[Text extract]:
Total Art: Perception as Critical Thinking

By the time Qiu Zhijie became a student at the China Academy of Art in the 1980s, open-air painting along with other aspects of China’s art world had already recovered from the temporary disruption of the Cultural Revolution. To young students like Qiu who were more fascinated by conceptually innovative art than by formal experiments in easel painting, open-air painting ceased to be the center of attention for artistic exploration or debate. Nonetheless, open-air painting trips remained an indispensable component of the curriculum in China’s reform era art academies, which continued to emphasize representational skills acquired by rigorous training based on the beaux-arts model.

[Requirement]: Return the part of the excerpt on open-air painting that runs from "Total Art: Perception" to "the beaux-arts model.", copied word for word.

[Given data]:
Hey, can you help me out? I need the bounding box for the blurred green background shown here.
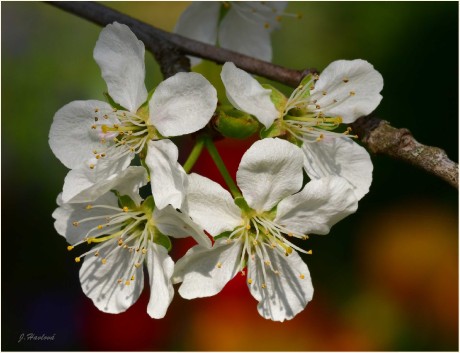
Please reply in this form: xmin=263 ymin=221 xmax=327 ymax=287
xmin=1 ymin=2 xmax=458 ymax=351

[Full solution]:
Total Art: Perception as Critical Thinking

By the time Qiu Zhijie became a student at the China Academy of Art in the 1980s, open-air painting along with other aspects of China’s art world had already recovered from the temporary disruption of the Cultural Revolution. To young students like Qiu who were more fascinated by conceptually innovative art than by formal experiments in easel painting, open-air painting ceased to be the center of attention for artistic exploration or debate. Nonetheless, open-air painting trips remained an indispensable component of the curriculum in China’s reform era art academies, which continued to emphasize representational skills acquired by rigorous training based on the beaux-arts model.